*Task requirements*:
Copy out all of the records below, character for character, with each line unchanged.

*Records to use*:
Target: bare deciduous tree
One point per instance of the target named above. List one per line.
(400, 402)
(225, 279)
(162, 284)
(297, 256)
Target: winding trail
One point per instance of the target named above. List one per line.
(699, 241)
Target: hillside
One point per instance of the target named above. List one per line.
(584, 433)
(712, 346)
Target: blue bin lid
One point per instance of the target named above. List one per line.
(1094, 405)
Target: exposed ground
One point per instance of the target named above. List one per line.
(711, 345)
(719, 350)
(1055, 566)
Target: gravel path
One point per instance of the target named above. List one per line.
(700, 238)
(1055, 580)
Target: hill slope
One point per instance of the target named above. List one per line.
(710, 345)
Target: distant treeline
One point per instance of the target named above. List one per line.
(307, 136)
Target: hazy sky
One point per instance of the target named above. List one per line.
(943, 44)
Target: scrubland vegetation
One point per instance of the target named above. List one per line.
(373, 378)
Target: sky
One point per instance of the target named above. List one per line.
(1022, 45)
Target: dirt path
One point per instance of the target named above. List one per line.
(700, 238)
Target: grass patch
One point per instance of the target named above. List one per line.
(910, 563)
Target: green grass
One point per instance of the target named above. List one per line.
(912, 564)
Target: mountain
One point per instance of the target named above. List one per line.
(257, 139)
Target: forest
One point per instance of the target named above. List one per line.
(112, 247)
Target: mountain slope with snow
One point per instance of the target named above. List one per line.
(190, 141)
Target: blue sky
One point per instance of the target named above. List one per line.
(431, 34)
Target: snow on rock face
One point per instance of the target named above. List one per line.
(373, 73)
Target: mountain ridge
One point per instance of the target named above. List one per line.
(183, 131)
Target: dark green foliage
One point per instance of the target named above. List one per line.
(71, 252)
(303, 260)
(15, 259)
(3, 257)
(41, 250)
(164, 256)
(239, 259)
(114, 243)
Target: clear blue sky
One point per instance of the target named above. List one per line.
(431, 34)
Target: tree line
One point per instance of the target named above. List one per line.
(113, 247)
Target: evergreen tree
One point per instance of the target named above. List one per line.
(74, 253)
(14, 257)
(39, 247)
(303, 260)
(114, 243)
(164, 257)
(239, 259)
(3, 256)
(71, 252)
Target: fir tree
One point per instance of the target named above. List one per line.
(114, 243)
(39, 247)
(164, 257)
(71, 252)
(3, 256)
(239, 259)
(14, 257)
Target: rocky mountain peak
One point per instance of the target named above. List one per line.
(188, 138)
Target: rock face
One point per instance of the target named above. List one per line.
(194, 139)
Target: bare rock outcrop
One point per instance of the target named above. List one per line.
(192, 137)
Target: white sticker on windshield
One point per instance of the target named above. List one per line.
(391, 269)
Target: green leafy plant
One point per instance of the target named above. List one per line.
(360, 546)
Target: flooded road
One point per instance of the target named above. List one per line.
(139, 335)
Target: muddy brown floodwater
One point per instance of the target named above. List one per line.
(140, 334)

*Answer for this exercise*:
Target: bare deciduous tree
One point per instance of the target named above. List one per line.
(400, 402)
(225, 279)
(162, 284)
(297, 256)
Target: winding trail
One point per instance of the target named above. List one per line.
(699, 241)
Target: hillside
One point per instance of the target named above. List one per line.
(584, 433)
(712, 346)
Target: blue bin lid
One point per instance of the target named above. List one per line.
(1094, 405)
Target: exposed ground
One point per instance of the target named above. List one per line.
(711, 345)
(719, 350)
(1055, 566)
Target: gravel path
One point per instance of the target named above. List one per line.
(700, 238)
(1055, 580)
Target: hill slope
One point per instance of the target named above. List one per line.
(710, 345)
Target: distant treeline
One point per instance of the target named above. List one per line.
(307, 136)
Target: hazy sky
One point per instance of the target named above. List one per line.
(943, 44)
Target: scrubland vegetation
One point per instance of the target named above. List one per line.
(373, 378)
Target: sky
One point per instance of the target named above. List one per line.
(1022, 45)
Target: dirt path
One point per instance of the target named above. List one per line.
(700, 238)
Target: grass patch
One point per instance of the target named above. List one per line.
(910, 563)
Target: green grass
One point per instance of the target named above. List one per line.
(912, 564)
Target: mountain
One point per instance of the target named above. List one per line.
(257, 139)
Target: forest
One point per instance of the target named above. List one per line.
(112, 247)
Target: mountain slope with snow
One point per instance of the target named above. List one per line.
(190, 141)
Target: blue sky
One point per instance of the target named above. List one per line.
(431, 34)
Target: snow on rock face
One point per instance of the target named above. List one per line.
(373, 73)
Target: mountain ridge
One point per instance of the target named above. List one per line.
(183, 131)
Target: dark green foliage
One point per instance of the target named above. List one per line.
(71, 252)
(303, 260)
(15, 259)
(3, 257)
(41, 250)
(164, 256)
(239, 259)
(114, 243)
Target: clear blue sky
One point per instance of the target named above. List one per line.
(431, 34)
Target: tree line
One point per instance of the target named above. List one per line.
(113, 247)
Target: evergreen tree
One point per instance of the target named above. List one per line.
(74, 253)
(14, 257)
(39, 247)
(303, 260)
(114, 243)
(164, 257)
(239, 259)
(3, 256)
(71, 252)
Target: fir tree
One point per instance of the target named above. List one per line.
(114, 243)
(39, 247)
(164, 257)
(71, 252)
(3, 256)
(239, 259)
(14, 257)
Target: rocky mountain peak
One point per instance of the target named above. List one per line.
(188, 138)
Target: rock face
One point per instance of the target named above. List one per line.
(194, 139)
Target: bare rock outcrop
One point per instance of the target named above. List one per line.
(192, 137)
Target: white sticker on windshield
One point per instance of the target named above. List one per line.
(391, 269)
Target: green leafy plant
One point per instance of the target named above. List one per line.
(360, 546)
Target: flooded road
One point per instance of the target named above. List one per line.
(139, 335)
Target: muddy brown floodwater
One point per instance of the target named above. List one per line.
(140, 334)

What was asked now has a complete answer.